WHAT THE TASK REQUIRES
Write out, word for word, the part of the listing below that opens with the line containing "x=315, y=395" and closes with the line containing "x=716, y=591", keeping both of those lines and adding no others.

SUPPLIED INFORMATION

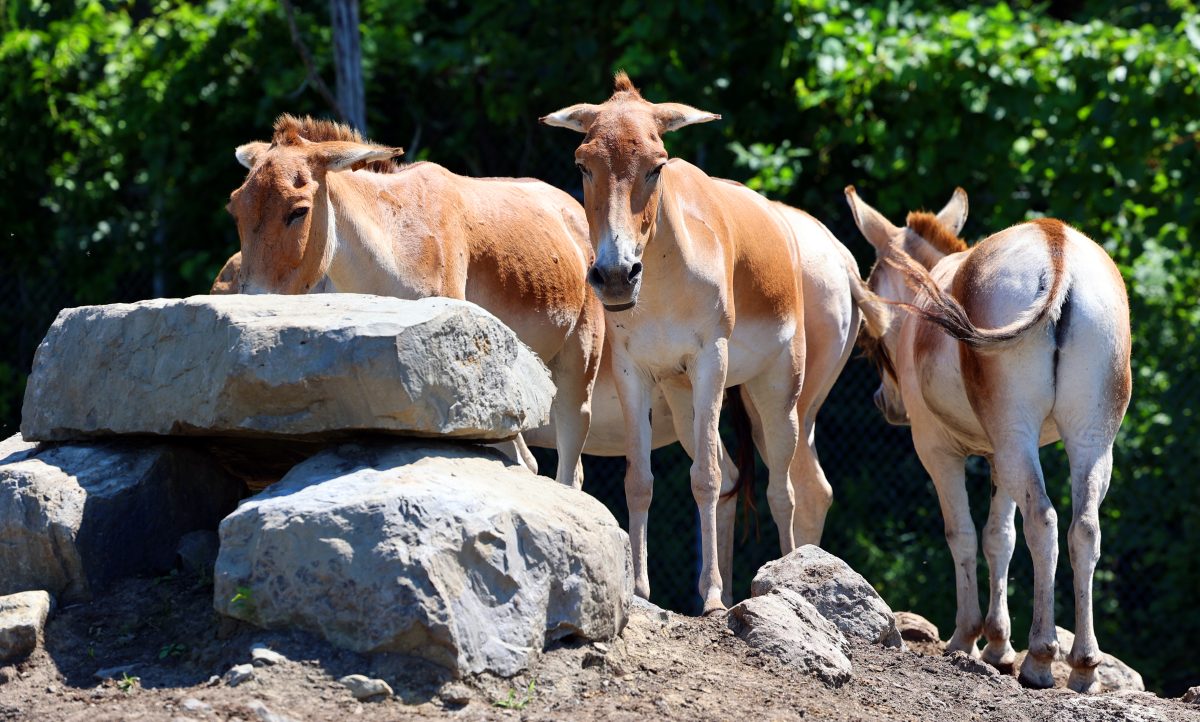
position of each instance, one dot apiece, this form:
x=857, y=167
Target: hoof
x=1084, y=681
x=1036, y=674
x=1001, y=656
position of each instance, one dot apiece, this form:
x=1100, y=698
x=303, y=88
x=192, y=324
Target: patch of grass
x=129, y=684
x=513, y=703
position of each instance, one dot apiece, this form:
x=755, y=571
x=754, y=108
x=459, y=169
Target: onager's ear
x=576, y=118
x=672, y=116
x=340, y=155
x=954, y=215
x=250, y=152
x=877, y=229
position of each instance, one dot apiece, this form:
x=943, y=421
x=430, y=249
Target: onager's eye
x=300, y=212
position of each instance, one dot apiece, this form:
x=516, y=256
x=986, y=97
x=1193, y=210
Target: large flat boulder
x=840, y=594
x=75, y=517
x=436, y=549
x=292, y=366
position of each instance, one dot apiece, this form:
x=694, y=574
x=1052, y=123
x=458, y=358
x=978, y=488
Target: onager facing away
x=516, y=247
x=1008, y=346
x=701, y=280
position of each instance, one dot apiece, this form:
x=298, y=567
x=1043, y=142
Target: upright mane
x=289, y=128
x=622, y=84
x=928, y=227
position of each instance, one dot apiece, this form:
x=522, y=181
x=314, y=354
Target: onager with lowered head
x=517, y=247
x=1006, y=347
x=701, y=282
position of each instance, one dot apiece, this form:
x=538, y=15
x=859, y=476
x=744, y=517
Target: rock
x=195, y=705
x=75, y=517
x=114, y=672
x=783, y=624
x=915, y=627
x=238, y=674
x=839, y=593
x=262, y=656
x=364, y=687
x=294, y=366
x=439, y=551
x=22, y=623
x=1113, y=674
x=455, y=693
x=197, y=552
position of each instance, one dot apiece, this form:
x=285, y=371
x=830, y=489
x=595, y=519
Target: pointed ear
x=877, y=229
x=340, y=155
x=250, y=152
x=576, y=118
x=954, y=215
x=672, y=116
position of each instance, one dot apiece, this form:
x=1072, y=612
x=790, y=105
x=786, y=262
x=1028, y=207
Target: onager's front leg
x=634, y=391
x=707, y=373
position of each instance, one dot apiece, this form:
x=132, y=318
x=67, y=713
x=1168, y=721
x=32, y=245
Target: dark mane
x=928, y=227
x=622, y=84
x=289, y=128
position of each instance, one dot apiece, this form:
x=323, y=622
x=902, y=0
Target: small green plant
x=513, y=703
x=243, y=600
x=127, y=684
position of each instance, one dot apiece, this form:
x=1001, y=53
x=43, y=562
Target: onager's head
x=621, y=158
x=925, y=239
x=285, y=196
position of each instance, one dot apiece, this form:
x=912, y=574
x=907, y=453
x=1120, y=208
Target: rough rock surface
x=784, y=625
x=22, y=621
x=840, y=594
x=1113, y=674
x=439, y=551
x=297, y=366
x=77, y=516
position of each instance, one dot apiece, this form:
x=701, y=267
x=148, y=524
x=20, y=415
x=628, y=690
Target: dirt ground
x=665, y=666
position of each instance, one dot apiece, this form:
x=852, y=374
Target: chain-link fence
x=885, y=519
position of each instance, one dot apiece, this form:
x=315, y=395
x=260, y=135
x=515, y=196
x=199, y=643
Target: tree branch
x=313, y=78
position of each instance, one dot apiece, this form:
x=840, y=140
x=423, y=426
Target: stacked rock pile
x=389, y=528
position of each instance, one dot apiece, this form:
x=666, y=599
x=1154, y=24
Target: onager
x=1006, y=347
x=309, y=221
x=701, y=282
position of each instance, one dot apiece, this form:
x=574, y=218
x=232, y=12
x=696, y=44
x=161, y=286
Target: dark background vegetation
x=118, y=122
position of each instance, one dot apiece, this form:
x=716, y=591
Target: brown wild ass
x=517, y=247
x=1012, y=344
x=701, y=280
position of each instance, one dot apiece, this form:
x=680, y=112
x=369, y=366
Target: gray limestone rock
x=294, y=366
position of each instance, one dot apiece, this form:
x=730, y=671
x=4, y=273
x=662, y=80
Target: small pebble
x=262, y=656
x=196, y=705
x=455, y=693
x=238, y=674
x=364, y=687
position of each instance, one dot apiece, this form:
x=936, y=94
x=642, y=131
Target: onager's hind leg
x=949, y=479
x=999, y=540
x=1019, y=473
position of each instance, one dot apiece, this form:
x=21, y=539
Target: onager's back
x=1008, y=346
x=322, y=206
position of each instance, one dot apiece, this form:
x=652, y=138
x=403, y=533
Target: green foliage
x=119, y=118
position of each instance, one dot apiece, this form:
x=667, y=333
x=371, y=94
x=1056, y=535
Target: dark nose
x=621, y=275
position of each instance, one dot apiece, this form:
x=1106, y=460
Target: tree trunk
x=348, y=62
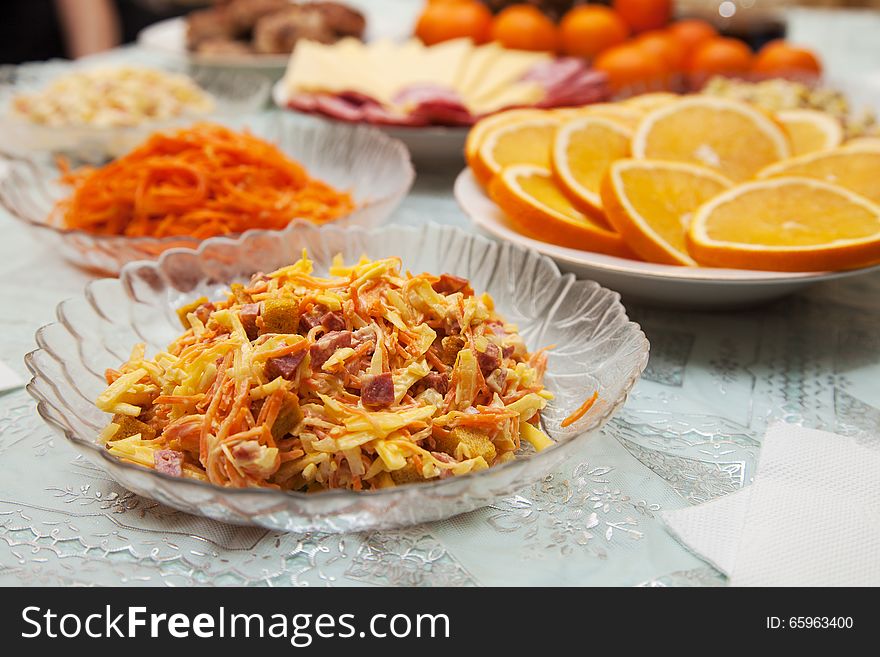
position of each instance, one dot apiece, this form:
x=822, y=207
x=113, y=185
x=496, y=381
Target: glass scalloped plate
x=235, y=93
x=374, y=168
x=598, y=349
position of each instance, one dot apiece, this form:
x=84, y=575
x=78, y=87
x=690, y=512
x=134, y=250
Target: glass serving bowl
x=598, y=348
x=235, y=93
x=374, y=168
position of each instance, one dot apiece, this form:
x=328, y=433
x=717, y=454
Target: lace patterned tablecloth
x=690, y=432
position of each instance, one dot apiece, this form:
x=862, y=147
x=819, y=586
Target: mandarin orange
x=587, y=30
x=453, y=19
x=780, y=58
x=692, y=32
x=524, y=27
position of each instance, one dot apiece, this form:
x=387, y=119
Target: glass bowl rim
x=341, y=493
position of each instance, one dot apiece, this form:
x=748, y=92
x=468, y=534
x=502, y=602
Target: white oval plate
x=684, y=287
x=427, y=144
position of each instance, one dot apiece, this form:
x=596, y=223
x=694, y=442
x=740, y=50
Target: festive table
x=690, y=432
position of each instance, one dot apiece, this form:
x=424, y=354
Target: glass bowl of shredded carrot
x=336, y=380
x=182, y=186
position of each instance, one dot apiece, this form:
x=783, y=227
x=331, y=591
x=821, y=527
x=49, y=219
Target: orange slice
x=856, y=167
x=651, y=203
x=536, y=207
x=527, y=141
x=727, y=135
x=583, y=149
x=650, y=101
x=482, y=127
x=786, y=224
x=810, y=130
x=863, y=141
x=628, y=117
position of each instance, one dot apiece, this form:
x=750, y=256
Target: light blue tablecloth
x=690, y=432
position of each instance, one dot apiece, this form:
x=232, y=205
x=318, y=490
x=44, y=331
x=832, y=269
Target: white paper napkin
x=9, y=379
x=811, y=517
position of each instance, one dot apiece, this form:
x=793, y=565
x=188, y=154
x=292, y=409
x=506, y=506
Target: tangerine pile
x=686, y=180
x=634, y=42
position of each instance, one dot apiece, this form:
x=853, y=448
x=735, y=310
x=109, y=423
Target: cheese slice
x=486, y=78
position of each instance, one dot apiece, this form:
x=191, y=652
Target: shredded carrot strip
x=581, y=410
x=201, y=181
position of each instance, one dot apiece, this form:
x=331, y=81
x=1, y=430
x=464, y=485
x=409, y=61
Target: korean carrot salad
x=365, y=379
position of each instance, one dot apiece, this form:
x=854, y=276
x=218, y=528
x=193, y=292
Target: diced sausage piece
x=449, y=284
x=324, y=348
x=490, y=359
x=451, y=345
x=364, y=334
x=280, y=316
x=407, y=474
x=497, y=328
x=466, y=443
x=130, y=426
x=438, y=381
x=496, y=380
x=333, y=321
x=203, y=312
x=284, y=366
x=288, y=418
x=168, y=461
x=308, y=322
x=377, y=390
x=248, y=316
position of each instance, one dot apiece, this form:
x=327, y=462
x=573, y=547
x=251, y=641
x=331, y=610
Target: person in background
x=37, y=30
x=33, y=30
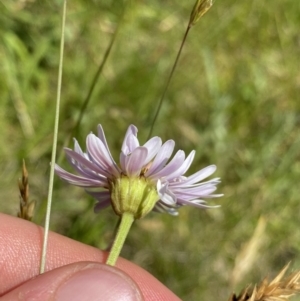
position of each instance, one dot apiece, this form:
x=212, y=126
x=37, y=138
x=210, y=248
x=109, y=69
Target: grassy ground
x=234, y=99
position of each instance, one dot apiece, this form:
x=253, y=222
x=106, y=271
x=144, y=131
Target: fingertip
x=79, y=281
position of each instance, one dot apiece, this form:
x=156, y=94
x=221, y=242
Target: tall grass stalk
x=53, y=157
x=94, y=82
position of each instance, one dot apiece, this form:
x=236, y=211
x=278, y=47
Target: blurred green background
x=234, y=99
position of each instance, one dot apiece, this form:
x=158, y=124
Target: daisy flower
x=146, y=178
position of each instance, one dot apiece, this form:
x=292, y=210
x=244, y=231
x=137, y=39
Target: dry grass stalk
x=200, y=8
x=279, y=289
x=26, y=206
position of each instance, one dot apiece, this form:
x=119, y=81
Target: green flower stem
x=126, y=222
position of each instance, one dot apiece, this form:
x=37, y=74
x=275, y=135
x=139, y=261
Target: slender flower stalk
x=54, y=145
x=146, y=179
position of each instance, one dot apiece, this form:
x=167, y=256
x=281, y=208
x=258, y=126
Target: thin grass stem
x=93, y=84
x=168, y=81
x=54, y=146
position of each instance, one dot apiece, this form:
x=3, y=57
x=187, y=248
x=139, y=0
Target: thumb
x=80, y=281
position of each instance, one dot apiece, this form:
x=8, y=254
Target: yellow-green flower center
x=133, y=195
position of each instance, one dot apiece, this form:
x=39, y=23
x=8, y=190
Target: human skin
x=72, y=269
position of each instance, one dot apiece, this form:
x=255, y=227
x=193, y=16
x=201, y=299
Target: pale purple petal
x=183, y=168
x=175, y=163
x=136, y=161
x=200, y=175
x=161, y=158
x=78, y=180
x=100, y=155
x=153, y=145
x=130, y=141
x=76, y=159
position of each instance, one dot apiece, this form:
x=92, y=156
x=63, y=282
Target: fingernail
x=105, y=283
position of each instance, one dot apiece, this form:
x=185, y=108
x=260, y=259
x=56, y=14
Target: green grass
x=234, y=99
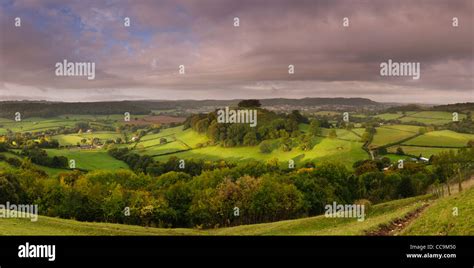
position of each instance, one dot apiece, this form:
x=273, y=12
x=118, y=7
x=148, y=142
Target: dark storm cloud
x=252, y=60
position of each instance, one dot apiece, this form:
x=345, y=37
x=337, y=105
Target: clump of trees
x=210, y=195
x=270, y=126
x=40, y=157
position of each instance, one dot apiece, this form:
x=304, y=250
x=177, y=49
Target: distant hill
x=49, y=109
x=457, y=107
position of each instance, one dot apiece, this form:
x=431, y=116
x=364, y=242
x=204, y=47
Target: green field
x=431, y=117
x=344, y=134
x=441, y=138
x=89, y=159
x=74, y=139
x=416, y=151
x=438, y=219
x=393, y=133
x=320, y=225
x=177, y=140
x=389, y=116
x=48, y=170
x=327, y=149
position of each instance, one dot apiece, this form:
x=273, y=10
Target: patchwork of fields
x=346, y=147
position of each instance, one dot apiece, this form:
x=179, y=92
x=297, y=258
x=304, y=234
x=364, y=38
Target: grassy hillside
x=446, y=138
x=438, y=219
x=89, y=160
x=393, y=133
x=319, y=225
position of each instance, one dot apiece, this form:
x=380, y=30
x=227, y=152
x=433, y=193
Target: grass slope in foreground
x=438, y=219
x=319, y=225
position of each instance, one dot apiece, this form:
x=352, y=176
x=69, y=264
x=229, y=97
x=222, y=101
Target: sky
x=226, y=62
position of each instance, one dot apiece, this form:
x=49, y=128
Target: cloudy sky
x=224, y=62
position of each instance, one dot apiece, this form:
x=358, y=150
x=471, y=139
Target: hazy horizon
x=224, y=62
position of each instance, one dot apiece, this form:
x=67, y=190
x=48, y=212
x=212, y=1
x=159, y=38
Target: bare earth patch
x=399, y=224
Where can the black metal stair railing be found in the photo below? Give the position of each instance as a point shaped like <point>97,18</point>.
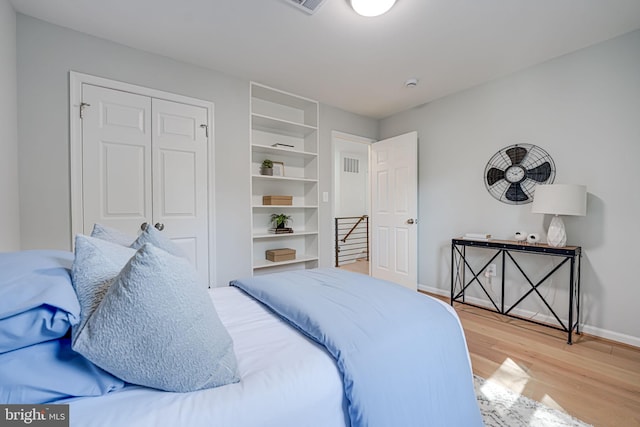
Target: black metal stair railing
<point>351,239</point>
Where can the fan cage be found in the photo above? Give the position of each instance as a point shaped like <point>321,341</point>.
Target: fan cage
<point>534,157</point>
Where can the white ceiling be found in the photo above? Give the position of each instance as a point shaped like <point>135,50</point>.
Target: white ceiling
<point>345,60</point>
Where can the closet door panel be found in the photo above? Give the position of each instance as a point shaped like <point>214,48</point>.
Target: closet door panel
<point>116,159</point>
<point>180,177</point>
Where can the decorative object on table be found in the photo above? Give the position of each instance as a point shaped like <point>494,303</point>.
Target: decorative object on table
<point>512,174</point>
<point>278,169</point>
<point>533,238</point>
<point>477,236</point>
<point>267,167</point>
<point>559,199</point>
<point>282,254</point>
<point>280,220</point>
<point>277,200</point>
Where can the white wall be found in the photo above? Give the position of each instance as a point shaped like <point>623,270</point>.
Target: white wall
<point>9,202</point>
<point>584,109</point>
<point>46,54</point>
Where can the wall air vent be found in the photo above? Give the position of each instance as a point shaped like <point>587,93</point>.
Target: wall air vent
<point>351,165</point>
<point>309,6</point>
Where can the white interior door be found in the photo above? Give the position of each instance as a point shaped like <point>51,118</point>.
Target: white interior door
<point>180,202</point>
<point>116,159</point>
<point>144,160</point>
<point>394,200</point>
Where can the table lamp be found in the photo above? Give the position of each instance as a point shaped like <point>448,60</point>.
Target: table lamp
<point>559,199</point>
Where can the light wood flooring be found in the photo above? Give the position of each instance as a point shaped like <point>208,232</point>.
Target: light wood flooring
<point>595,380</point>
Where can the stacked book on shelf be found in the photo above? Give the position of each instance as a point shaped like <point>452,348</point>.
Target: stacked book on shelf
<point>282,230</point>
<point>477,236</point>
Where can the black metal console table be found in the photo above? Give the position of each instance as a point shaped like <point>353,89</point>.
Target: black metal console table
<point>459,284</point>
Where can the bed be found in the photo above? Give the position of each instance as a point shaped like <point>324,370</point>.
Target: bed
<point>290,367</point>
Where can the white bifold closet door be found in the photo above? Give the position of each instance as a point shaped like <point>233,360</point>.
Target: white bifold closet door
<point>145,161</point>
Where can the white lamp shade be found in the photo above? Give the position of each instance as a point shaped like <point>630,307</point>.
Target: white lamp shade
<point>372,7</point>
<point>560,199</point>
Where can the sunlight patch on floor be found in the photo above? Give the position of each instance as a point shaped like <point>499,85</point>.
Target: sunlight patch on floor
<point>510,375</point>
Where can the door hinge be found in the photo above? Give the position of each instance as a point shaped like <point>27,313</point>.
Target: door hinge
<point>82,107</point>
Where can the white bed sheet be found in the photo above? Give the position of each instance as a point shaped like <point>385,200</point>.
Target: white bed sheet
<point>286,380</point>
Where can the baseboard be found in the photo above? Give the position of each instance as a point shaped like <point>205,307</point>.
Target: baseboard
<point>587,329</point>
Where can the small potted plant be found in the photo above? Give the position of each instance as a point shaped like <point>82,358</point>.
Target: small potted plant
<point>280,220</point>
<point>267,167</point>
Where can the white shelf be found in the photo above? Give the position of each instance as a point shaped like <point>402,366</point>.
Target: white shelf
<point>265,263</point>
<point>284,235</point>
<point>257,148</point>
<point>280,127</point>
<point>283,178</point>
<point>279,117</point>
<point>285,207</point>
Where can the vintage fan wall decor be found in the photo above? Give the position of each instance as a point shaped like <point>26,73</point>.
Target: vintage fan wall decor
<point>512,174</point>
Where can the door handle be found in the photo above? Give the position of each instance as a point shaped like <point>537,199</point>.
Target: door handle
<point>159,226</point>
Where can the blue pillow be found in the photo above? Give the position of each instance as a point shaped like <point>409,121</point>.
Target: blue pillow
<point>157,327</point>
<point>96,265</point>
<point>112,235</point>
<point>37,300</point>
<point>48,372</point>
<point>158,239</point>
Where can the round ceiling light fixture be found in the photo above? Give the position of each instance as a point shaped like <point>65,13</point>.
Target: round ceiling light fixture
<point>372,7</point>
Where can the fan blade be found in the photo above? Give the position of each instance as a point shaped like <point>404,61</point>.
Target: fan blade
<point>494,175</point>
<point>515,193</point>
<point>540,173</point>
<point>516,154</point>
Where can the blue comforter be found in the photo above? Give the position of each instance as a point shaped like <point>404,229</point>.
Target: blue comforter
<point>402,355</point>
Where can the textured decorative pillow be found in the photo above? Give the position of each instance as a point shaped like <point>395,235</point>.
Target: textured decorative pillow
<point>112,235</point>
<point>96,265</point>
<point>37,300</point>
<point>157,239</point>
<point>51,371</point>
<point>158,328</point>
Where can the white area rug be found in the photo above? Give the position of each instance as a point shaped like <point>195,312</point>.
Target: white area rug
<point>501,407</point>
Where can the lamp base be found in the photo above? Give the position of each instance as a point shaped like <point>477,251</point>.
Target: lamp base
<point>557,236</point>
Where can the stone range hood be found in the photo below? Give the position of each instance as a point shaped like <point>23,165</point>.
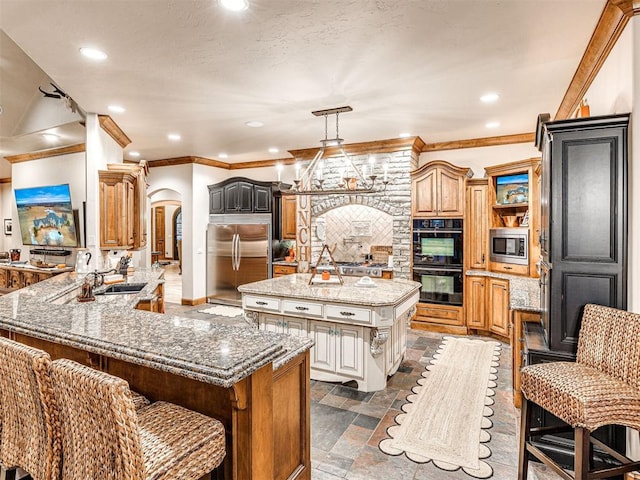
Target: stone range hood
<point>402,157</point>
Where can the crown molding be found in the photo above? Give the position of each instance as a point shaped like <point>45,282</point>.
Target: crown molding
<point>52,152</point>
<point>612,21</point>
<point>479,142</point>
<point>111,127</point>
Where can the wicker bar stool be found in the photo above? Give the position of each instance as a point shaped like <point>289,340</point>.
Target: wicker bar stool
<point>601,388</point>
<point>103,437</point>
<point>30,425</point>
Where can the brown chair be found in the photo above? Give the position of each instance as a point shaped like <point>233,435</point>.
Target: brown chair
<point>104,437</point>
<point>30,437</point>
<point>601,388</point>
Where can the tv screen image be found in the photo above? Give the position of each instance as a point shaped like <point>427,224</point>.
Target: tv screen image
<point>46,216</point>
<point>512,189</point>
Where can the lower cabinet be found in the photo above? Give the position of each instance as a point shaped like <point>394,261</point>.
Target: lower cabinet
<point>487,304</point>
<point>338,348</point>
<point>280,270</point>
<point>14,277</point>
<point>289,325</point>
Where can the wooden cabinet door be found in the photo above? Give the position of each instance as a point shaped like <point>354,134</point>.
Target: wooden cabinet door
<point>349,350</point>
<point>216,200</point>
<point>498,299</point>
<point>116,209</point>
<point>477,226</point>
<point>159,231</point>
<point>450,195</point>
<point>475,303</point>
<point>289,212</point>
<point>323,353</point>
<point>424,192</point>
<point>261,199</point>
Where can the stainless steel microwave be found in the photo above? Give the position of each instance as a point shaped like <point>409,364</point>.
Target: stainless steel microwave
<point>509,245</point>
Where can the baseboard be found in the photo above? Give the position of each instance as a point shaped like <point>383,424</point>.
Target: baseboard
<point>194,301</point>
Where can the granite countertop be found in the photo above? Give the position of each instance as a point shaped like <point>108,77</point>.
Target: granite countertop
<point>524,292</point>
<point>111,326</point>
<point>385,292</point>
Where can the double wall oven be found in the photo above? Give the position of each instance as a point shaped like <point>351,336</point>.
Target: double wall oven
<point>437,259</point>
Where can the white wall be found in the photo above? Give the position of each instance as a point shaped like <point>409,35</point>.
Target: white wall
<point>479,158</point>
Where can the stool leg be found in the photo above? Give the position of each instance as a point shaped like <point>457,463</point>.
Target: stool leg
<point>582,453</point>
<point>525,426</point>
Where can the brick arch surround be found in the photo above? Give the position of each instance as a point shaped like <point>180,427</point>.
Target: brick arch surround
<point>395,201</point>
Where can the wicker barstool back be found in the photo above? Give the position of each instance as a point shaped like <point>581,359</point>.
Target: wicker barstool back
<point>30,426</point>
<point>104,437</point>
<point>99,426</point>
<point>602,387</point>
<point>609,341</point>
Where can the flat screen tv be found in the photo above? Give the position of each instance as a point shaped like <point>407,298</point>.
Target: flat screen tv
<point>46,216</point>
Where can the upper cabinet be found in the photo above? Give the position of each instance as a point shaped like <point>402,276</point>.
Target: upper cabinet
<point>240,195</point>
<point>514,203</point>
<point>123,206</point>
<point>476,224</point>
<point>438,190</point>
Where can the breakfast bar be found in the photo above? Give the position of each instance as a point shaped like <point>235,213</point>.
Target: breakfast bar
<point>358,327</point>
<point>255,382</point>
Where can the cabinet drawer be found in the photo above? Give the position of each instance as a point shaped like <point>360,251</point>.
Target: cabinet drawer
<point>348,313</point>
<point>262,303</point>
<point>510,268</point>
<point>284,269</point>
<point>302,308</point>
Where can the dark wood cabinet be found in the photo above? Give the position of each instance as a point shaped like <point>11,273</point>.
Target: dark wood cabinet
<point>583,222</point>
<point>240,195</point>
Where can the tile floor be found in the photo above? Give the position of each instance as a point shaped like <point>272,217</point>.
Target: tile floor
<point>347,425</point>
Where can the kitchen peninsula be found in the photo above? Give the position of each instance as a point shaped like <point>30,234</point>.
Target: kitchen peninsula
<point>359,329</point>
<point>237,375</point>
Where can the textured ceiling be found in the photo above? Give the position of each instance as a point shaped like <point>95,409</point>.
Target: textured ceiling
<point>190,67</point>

WRITTEN REPLY
x=315, y=395
x=260, y=135
x=515, y=196
x=199, y=643
Target: tree branch
x=313, y=78
position of each instance, one dot apiece, this form:
x=840, y=140
x=423, y=426
Target: stacked rock pile
x=389, y=528
position of each instance, one dot apiece, this form:
x=666, y=599
x=1154, y=24
Target: onager
x=1006, y=347
x=309, y=221
x=701, y=282
position of each instance, one dot apiece, this form:
x=574, y=218
x=232, y=12
x=696, y=44
x=161, y=286
Target: dark background vegetation
x=118, y=122
position of each instance, one dot apiece, this form:
x=716, y=591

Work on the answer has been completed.